#### [COSE DA FARE]
1. Trascrivi fedelmente dall'articolo sulla disoccupazione in Sardegna il brano che comincia dalle parole "È proprio di" e si chiude dopo "di ottobre scorso.".
2. Riporta ogni riga dei record in cui compare la parola "windshield", distinguendo tra maiuscole e minuscole.

#### [ESTRATTO DELLA PAGINA]
· · · · · · ·

L'UNIONE SARDA - Economia: La disoccupazione riprende a correre
L’Italia migliora, la Sardegna no.
L’isola appare in controtendenza sul fronte dell’occupazione. Il tasso di disoccupazione, a livello nazionale, scende ai minimi dal ’93, mentre nell’ultimo trimestre del 2007 nella nostra regione si è registrato un consistente aumento dei disoccupati: a dicembre sono stati 18 mila in più rispetto a settembre. L’allarme lanciato dunque nei giorni scorsi da sindacati e imprese viene confermato dai dati dell’Istat sull’occupazione. Numeri che peraltro descrivono ancora un quadro pre-crisi, nel senso che fotografano la situazione al 31 dicembre del 2007, quando le turbolenze internazionali non avevano ancora investito in modo così violento i Paesi europei, rispolverando lo spettro della recessione.
È proprio di ieri la notizia che sia l’Ocse (Organizzazione internazionale per la cooperazione e lo sviluppo economico) e il Fondo monetario internazionale hanno tagliato le stime di crescita per l’Italia: per il 2008 si è passati all’1,1% contro l’1,3% indicato nelle stime diffuse a dicembre (crescita del Pil dello 0,3% sia nel primo sia nel secondo trimestre di quest’anno).
Secondo il Fondo monetario internazionale il Pil italiano progredirà quest’anno dello 0,6%, ovvero 0,7 punti percentuali in meno rispetto alle previsioni ufficiali di ottobre scorso.
LA SARDEGNA. Per l’isola tuttavia la recessione, come denunciano i sindacati che chiedono una svolta alla Giunta Soru, sembra essere iniziata prima ancora del 2008. Almeno a vedere i dati dell’Istat sull’occupazione. Nonostante la media dell’anno scorso faccia segnare un 9,9% per quanto riguarda il tasso di disoccupazione, l’andamento del mercato del lavoro nell’ultimo trimestre dello scorso anno mostra una congiuntura molto negativa. Senza dimenticare, inoltre, che continuano a crescere le persone che si allontanano dal mercato del lavoro. Nel quarto trimestre del 2007, infatti, il tasso di disoccupazione in Sardegna ha toccato quota 11,2%, in crescita sia rispetto allo stesso periodo del 2006 (era al 10,6%), che al terzo trimestre dello scorso anno. Al 30 settembre, infatti, il tasso di disoccupazione in Sardegna aveva fatto segnare un 8,7%, diventato appunto 11,2% il 31 dicembre. Insomma, la disoccupazione riprende a correre soprattutto grazie all’incremento del numero delle donne che non trovano lavoro. La disoccupazione femminile, infatti, è passata dal 13% del dicembre 2006 al 15,7% della fine 2007 (sono cresciute di 7.000 unità le donne che cercano un lavoro). Gli occupati, nell’isola, sono circa 9.000 in meno rispetto allo stesso periodo del 2006, mentre sono oltre 11.0000 i posti di lavoro persi tra settembre e dicembre dello scorso anno. Continuano ad aumentare, di circa duemila unità, le persone che non cercano più un’occupazione (scoraggiati).

· · · · · · ·

Record di punti etichettati:
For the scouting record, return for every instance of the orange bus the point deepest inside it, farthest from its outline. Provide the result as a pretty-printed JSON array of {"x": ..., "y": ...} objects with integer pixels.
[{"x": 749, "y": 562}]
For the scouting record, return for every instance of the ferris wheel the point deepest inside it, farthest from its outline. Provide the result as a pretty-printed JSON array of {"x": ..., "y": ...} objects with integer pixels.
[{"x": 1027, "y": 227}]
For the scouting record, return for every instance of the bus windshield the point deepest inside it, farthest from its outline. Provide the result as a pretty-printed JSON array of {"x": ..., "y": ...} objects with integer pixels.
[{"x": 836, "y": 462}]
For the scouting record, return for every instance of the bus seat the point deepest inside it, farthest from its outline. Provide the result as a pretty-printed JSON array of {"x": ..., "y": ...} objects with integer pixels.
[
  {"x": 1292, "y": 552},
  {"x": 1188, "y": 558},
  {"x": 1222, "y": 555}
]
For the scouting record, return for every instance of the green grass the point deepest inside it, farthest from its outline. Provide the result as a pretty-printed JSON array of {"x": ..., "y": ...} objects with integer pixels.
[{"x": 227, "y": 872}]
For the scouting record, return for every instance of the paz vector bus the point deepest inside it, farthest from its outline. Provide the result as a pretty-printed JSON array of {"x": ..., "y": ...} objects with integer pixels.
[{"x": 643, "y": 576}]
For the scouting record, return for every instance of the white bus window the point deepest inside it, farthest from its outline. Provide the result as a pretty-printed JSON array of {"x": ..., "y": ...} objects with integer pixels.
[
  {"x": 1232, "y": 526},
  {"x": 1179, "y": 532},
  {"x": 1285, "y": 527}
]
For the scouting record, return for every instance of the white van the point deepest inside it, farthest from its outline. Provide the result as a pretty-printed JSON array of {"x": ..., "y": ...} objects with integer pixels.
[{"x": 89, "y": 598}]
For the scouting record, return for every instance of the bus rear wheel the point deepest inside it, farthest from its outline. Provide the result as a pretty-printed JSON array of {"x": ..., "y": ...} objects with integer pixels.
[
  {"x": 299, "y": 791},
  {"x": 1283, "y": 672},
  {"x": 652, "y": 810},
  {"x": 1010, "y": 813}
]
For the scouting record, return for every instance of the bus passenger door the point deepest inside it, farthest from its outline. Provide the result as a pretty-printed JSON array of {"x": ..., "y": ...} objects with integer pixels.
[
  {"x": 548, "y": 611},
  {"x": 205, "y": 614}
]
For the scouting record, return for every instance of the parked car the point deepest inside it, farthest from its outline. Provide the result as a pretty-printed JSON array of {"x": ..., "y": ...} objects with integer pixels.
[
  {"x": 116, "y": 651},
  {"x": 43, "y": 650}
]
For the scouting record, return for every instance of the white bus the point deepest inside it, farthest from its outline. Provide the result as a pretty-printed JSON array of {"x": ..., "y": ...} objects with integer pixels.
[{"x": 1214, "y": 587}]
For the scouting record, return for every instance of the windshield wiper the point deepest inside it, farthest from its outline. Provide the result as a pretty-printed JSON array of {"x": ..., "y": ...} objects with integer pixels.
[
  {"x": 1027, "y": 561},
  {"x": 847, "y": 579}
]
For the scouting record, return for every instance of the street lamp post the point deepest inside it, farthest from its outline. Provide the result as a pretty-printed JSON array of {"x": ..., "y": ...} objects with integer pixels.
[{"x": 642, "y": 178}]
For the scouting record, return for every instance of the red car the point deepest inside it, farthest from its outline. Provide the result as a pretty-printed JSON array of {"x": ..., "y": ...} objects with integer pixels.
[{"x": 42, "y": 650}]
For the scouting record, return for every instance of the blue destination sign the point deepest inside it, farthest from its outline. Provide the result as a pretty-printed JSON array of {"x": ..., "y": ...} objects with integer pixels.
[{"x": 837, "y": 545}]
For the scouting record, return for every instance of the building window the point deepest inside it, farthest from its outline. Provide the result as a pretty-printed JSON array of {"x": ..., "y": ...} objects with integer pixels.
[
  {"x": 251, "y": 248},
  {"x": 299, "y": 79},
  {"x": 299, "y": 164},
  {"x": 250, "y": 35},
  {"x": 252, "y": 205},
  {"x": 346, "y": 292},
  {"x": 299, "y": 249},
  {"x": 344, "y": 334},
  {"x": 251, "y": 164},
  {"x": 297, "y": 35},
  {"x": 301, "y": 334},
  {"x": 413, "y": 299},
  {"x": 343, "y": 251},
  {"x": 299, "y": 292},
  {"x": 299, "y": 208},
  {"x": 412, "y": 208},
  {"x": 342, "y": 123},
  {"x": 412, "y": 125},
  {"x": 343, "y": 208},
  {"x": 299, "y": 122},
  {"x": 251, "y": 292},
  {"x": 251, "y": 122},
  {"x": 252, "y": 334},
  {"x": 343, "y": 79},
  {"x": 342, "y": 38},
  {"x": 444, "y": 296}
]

· · · · · · ·

#### [SOLUZIONI DEI COMPITI]
1.
È proprio di ieri la notizia che sia l’Ocse (Organizzazione internazionale per la cooperazione e lo sviluppo economico) e il Fondo monetario internazionale hanno tagliato le stime di crescita per l’Italia: per il 2008 si è passati all’1,1% contro l’1,3% indicato nelle stime diffuse a dicembre (crescita del Pil dello 0,3% sia nel primo sia nel secondo trimestre di quest’anno).
Secondo il Fondo monetario internazionale il Pil italiano progredirà quest’anno dello 0,6%, ovvero 0,7 punti percentuali in meno rispetto alle previsioni ufficiali di ottobre scorso.

2.
For the scouting record, return for every instance of the bus windshield the point deepest inside it, farthest from its outline. Provide the result as a pretty-printed JSON array of {"x": ..., "y": ...} objects with integer pixels.
For the scouting record, return for every instance of the windshield wiper the point deepest inside it, farthest from its outline. Provide the result as a pretty-printed JSON array of {"x": ..., "y": ...} objects with integer pixels.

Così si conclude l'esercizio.